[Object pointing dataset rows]
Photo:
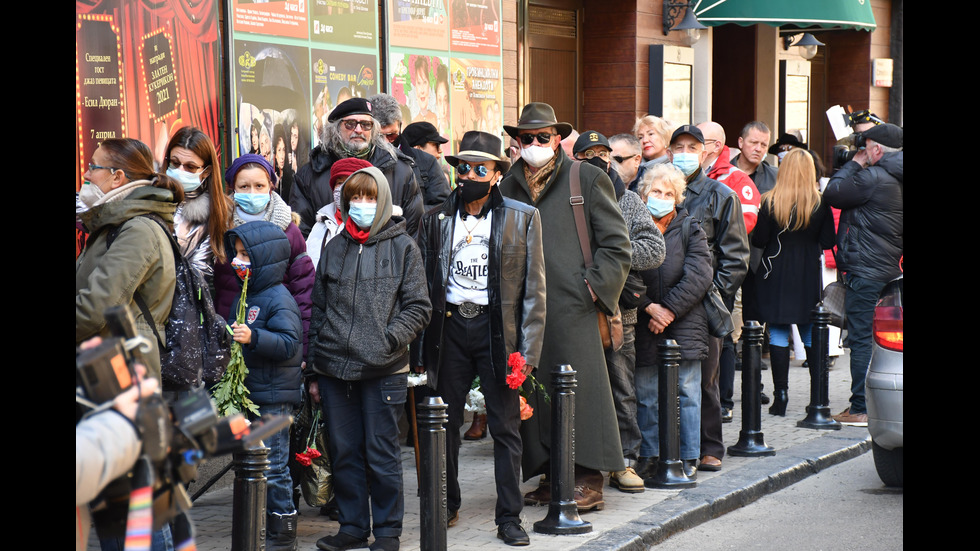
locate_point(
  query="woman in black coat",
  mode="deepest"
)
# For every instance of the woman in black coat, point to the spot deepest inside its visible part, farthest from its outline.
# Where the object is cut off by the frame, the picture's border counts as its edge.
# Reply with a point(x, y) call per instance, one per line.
point(795, 226)
point(672, 309)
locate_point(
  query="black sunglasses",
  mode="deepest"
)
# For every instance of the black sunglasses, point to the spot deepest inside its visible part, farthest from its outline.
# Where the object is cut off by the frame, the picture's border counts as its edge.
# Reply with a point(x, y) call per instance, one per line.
point(351, 124)
point(543, 138)
point(463, 169)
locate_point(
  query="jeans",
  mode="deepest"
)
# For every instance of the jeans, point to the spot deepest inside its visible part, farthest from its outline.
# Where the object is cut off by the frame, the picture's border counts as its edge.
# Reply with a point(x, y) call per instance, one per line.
point(859, 304)
point(362, 420)
point(779, 335)
point(622, 365)
point(647, 399)
point(466, 353)
point(279, 485)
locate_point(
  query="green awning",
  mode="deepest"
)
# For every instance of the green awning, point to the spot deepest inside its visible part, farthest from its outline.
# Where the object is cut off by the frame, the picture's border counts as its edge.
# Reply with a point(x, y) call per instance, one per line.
point(830, 14)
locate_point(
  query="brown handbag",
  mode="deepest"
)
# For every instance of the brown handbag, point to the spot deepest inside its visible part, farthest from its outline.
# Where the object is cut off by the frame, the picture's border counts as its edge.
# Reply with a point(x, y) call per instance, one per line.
point(610, 327)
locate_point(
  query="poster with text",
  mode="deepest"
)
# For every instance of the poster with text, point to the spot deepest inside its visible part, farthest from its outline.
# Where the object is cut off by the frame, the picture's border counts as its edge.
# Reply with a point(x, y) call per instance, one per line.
point(344, 22)
point(420, 83)
point(274, 18)
point(337, 77)
point(272, 102)
point(418, 24)
point(475, 26)
point(476, 97)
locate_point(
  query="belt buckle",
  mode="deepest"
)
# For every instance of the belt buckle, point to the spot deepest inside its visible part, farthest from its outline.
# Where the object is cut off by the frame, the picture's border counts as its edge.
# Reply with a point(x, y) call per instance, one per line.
point(469, 310)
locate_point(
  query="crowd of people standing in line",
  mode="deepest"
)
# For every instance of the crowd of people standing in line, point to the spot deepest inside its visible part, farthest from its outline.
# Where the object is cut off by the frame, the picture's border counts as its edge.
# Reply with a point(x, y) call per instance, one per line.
point(354, 284)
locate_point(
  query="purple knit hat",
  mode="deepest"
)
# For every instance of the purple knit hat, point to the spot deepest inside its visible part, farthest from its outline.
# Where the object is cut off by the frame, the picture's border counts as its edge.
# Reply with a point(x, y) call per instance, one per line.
point(245, 159)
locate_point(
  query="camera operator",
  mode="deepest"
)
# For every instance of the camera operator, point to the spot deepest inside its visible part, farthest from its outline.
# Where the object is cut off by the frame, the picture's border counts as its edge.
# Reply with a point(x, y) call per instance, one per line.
point(868, 190)
point(106, 447)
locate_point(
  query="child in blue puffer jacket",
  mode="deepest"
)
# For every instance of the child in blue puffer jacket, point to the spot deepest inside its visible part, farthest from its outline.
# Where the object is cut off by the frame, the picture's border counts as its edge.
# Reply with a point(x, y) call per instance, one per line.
point(272, 343)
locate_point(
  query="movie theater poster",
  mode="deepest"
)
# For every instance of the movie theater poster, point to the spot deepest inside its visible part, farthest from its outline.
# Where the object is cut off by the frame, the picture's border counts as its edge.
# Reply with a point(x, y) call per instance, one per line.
point(476, 97)
point(274, 18)
point(144, 75)
point(344, 22)
point(475, 27)
point(337, 77)
point(418, 24)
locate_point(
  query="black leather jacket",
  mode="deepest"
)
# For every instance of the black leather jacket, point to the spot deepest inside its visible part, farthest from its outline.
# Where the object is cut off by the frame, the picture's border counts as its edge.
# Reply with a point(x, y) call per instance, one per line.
point(717, 208)
point(311, 189)
point(516, 282)
point(870, 240)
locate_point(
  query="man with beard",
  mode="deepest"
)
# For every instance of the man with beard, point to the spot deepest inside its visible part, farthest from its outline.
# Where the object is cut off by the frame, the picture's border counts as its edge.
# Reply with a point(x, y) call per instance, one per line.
point(352, 131)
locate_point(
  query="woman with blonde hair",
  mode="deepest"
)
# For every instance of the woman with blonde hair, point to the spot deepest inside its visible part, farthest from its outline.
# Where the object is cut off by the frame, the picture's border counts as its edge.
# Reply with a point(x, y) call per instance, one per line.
point(795, 225)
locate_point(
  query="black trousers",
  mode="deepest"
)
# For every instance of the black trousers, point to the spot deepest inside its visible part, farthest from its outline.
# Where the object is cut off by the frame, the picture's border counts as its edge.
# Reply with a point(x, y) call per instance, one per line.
point(465, 354)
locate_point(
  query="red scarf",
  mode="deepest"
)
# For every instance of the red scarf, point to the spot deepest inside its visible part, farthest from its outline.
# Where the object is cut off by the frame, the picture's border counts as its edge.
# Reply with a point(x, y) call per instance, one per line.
point(357, 233)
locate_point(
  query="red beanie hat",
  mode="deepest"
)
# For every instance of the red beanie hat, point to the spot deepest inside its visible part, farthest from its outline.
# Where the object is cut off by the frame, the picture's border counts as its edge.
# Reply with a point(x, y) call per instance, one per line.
point(343, 168)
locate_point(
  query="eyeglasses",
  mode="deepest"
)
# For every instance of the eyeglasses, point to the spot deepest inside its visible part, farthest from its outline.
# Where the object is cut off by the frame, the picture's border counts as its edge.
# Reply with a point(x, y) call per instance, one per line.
point(92, 167)
point(390, 136)
point(619, 159)
point(590, 153)
point(543, 138)
point(192, 168)
point(351, 124)
point(480, 170)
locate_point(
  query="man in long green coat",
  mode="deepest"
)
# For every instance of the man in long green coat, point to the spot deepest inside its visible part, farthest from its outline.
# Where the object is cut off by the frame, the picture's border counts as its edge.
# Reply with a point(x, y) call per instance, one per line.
point(571, 336)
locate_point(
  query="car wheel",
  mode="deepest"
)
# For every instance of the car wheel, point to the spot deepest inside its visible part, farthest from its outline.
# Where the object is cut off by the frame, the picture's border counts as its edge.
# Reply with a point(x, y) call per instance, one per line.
point(889, 464)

WHAT THE EXERCISE ASKS
Print all of the entries word for word. Omit the pictures they contain.

SOLVED PROBLEM
Photo:
locate_point(
  query="woman in black coat",
  mode="deepest"
)
# For every instance of the woman in black coat, point to the spot deepest inside its visible part, farthest from its outline.
# Where the object is cut off by the frame, the picture's border counts as its edge.
# Reply with a point(x, y) call per instance, one per line.
point(795, 226)
point(672, 309)
locate_point(
  query="black sunglasses",
  mode="deepest"
)
# For every instance of the black sunglasses, point to the spot deepest inside its visible part, farthest from its outline.
# Where the object is cut off by the frame, the picture's border counts as its edge.
# Reply with a point(x, y) call per instance, one per line.
point(351, 124)
point(543, 138)
point(463, 169)
locate_point(
  query="jeans",
  mode="deepest"
)
# For every instance of the jeans, point to the spot deepest inside its visible part, farthest from its outline.
# Where the object is cut off by the frame, the picture's border counts as its edge.
# Reply with a point(x, y) call per instance, one per line.
point(859, 304)
point(362, 420)
point(779, 335)
point(622, 365)
point(647, 399)
point(466, 353)
point(279, 485)
locate_point(
  query="green awning",
  mode="deepest"
)
# For every instance of the green awning, point to the spot deepest inside its visible part, farthest from its outline.
# Where the object is cut off by the frame, the picture's border counts as its edge.
# Reply with a point(x, y) call per instance, one per line.
point(830, 14)
locate_point(
  query="brown handbag",
  mode="deepest"
)
# For every instance of the brown handbag, point to the spot deepest inside its visible part, farthest from its outline.
# Where the object is cut off by the frame, the picture's border counts as its edge.
# Reply with a point(x, y) call per instance, one per line.
point(610, 327)
locate_point(
  query="poster with text",
  mode="deepest"
)
# For every instance of the poster with text, point to the spot deepest inside its visible part, farthest from its outline.
# Where the object is cut off by the frame, the picture's border counts as its edge.
# Reply with a point(x, y) call per instance, one per line.
point(344, 22)
point(420, 83)
point(274, 18)
point(337, 77)
point(272, 102)
point(418, 24)
point(475, 26)
point(476, 97)
locate_point(
  query="belt buckle",
  mode="deepest"
)
# For every instance of the belt buckle, point to the spot deepest inside its visible part, farthest from its outline.
# Where the object is cut off by the frame, the picture's border counts as its edge.
# Reply with a point(x, y) call per instance, one per line.
point(469, 310)
locate_point(
  query="crowd of people standing in line",
  mode="deepest"
)
# For every instance of the crowd of people standing in line, point to the spot deepest inside its visible part, farthest from its outline.
# Where the object is cut off by the frame, the picture's border counts as its edge.
# Reply with a point(x, y) call per instance, one per line.
point(354, 284)
locate_point(
  query="purple knit hat",
  mode="deepest"
)
# For every instance of the purple knit hat, point to the spot deepest inside its visible part, farthest from its outline.
# Where the object is cut off by the frame, the picture's border counts as its edge.
# Reply with a point(x, y) call per instance, one per line.
point(245, 159)
locate_point(
  query="camera operator",
  mode="deepest"
)
# For every instance of the camera operator, point to the spot deepest inside its visible part, farthest from its outline.
# Where the object is cut off by the frame, the picture's border counts as its edge.
# Reply with a point(x, y) call per instance, one per line.
point(868, 190)
point(106, 447)
locate_point(
  query="child in blue puffer jacket",
  mode="deepest"
)
# For every instance of the child in blue puffer jacket, point to the spot deepest inside its visible part, farthest from its outline.
# Where the object is cut off by the frame, the picture's border counts as its edge.
# Reply with a point(x, y) call per instance, one per line.
point(272, 343)
locate_point(
  query="movie theater poster",
  mode="deepest"
)
# For every instance of the movie theater poster, point to the spot deepest inside its visible part, farthest from its outline.
# Where the object is cut off by the frame, the picture's border counts as its edge.
# Reply with a point(x, y) call per instance, one per line.
point(476, 97)
point(274, 18)
point(144, 75)
point(344, 22)
point(475, 27)
point(337, 77)
point(418, 24)
locate_point(
  query="black leather jacket",
  mode="deepest"
)
# For every instance of the black leather jacket, point to the spot deepest inside its visible part, farthest from its outline.
# Where the object is cut off by the frame, the picture's border counts as its edge.
# Reply with a point(x, y) call per instance, one per line.
point(717, 208)
point(311, 189)
point(516, 282)
point(870, 240)
locate_point(
  query="man with beard",
  mode="deepest"
)
# For every instance of the man with beard, point to the spot deepest inside its visible part, farthest from its outline.
# Where the object is cut off by the frame, the picture's border counts as its edge.
# Reply with a point(x, y) call per instance, one per line.
point(352, 131)
locate_point(
  query="woman with blonde hair",
  mode="deepest"
)
# For every instance of the woman with blonde hair, point to the spot deepest inside its visible part, farthest from its outline.
# Where the object is cut off by the frame, the picture's border counts as its edge.
# Reply with a point(x, y) call per instance, one per line.
point(795, 225)
locate_point(
  query="black trousers",
  mode="deepest"
)
# For every instance of the black trousers, point to the spot deepest inside its visible part, farthest from its outline.
# Where the object is cut off by the frame, the picture's border counts as its edge.
# Reply with a point(x, y) call per instance, one per line.
point(465, 354)
locate_point(
  query="red scarf",
  mode="deepest"
)
# For every instance of the red scarf, point to the spot deepest inside its visible part, farthest from its outline.
# Where the object is cut off by the frame, the picture's border counts as its edge.
# Reply with a point(x, y) call per instance, one per line.
point(357, 233)
locate_point(
  query="red beanie hat",
  mode="deepest"
)
# For every instance of the red beanie hat, point to the spot deepest inside its visible part, farthest from its outline.
# Where the object is cut off by the frame, the picture's border counts as its edge.
# Reply with a point(x, y) call per instance, one per line.
point(343, 168)
locate_point(
  query="eyeglasses",
  mode="deepest"
)
# For every instance of the eyeglasses, point to the spot deepest inside its visible part, farthest from its outline.
# Where the object is cut off by the frame, the picture's border counts as its edge.
# Reply with a point(x, y) call per instance, one per line.
point(92, 167)
point(390, 136)
point(619, 159)
point(590, 153)
point(543, 138)
point(192, 168)
point(351, 124)
point(480, 170)
locate_point(
  query="man in long green coat",
  mode="deepest"
)
# For every instance of the man in long green coat, point to the spot deepest inside its visible part, farthest from its outline.
# Where the object is cut off by the frame, the picture's border counts as its edge.
# Reply with a point(x, y) call per instance, one per line.
point(571, 336)
locate_point(
  query="car wheel",
  mode="deepest"
)
# For every instance of the car wheel, point to the spot deepest inside its visible part, farthest from its outline.
# Where the object is cut off by the frame, the picture's border counts as its edge.
# Reply with a point(x, y) call per instance, one per line.
point(889, 464)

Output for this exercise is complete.